> **ASSIGNMENT**:
Give back exactly the line that contains "Can you find the man" and all the lines after it in the records below, to the very last, with no other output.

Items from a data source:
┄┄┄┄┄┄┄┄┄┄
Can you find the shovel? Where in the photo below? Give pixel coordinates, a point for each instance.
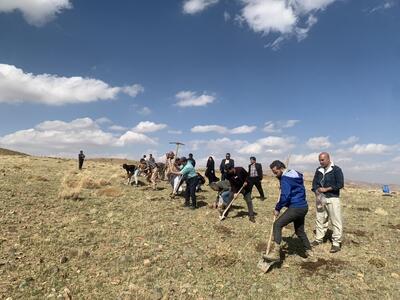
(223, 216)
(264, 264)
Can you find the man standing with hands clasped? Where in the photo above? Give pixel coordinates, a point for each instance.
(256, 176)
(327, 182)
┄┄┄┄┄┄┄┄┄┄
> **REPLY TO THE TASK**:
Can you find the man standing with hands clasped? Where in the photo above? Give pixel coordinates, a point for each instance.
(256, 176)
(327, 182)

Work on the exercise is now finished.